* Passage provided:
=== Section Start ===

That's a great question. On the early childhood ones we're seeing two very different kinds of programs being developed in multiple states. One is really early childhood, like six months before birth through the first two years of life, where the goal is to make sure the mother has a healthy pregnancy, and the first outcome that is tracked is the share of births that are low birth weight with the hope of reducing health care costs by having fewer low birth weight births, and then lower medical expenditures in the first couple years of life because the children were born healthier.
So one set of projects is very early childhood, and it's primarily with these kinds of health outcomes in mind at least in the short term, and then the other type of early childhood intervention is for children right before they're going to enter school, trying to spread high-quality child care to low-income communities where the hope is that by making sure that the children arrive at school ready for school rather than behind other children, there will be lower what we call “special education expenditures” helping people catch up once they get to school.
What makes these two kinds of projects somewhat different from the recidivism ones is that some of the benefits in these projects are much longer term. You help a child when they're five or six years old and you hope they have a lot of good things happen to them, so that they're less likely to commit crimes when they're a teenager, less likely to be a high school dropout, more likely to have higher earnings. So you end up in discussions with governments about whether they'll pay for these longer term outcomes too based on short-term results, or whether they'll only pay for the savings that have actually been accrued during the first few years.
That's what's going on in early childhood. I don't want use up all your time. I could tell you about homelessness too, if you'd like, or we can go onto another question.

=== Section End ===

[Stored items]
=== Section Start ===

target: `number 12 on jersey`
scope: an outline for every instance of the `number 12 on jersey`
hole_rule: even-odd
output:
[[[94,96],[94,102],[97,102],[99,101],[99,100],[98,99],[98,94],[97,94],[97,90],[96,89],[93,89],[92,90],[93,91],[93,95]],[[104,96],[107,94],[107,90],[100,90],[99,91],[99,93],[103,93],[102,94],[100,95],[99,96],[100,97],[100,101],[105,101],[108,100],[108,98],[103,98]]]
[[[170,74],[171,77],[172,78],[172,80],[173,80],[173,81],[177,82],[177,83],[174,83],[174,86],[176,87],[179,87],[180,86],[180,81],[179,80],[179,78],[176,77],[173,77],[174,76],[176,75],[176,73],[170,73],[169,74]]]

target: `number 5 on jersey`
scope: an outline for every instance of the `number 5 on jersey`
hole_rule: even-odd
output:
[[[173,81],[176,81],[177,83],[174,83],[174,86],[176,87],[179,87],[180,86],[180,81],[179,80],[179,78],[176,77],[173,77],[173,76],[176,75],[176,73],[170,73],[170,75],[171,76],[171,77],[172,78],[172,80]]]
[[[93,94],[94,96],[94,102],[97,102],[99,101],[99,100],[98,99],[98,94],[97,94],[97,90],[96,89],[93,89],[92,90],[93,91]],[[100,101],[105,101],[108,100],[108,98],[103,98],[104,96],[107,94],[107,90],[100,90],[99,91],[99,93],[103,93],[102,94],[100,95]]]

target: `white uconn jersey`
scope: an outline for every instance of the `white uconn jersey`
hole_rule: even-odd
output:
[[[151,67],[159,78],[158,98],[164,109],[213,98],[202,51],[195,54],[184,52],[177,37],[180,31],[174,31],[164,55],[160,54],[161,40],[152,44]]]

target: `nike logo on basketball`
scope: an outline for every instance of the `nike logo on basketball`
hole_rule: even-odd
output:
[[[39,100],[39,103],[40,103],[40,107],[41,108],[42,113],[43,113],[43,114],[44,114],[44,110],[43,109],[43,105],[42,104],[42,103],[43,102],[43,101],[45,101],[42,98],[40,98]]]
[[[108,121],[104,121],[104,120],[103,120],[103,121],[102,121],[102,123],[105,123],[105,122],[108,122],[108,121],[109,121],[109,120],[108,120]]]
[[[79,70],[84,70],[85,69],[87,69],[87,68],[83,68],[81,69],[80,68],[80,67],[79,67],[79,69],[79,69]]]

=== Section End ===

* Task to carry out: In the passage on early childhood programs, substitute "reoffending" for "recidivism" and write out the text from "What makes these" up to and including "first few years.".

* Exercise response:
What makes these two kinds of projects somewhat different from the reoffending ones is that some of the benefits in these projects are much longer term. You help a child when they're five or six years old and you hope they have a lot of good things happen to them, so that they're less likely to commit crimes when they're a teenager, less likely to be a high school dropout, more likely to have higher earnings. So you end up in discussions with governments about whether they'll pay for these longer term outcomes too based on short-term results, or whether they'll only pay for the savings that have actually been accrued during the first few years.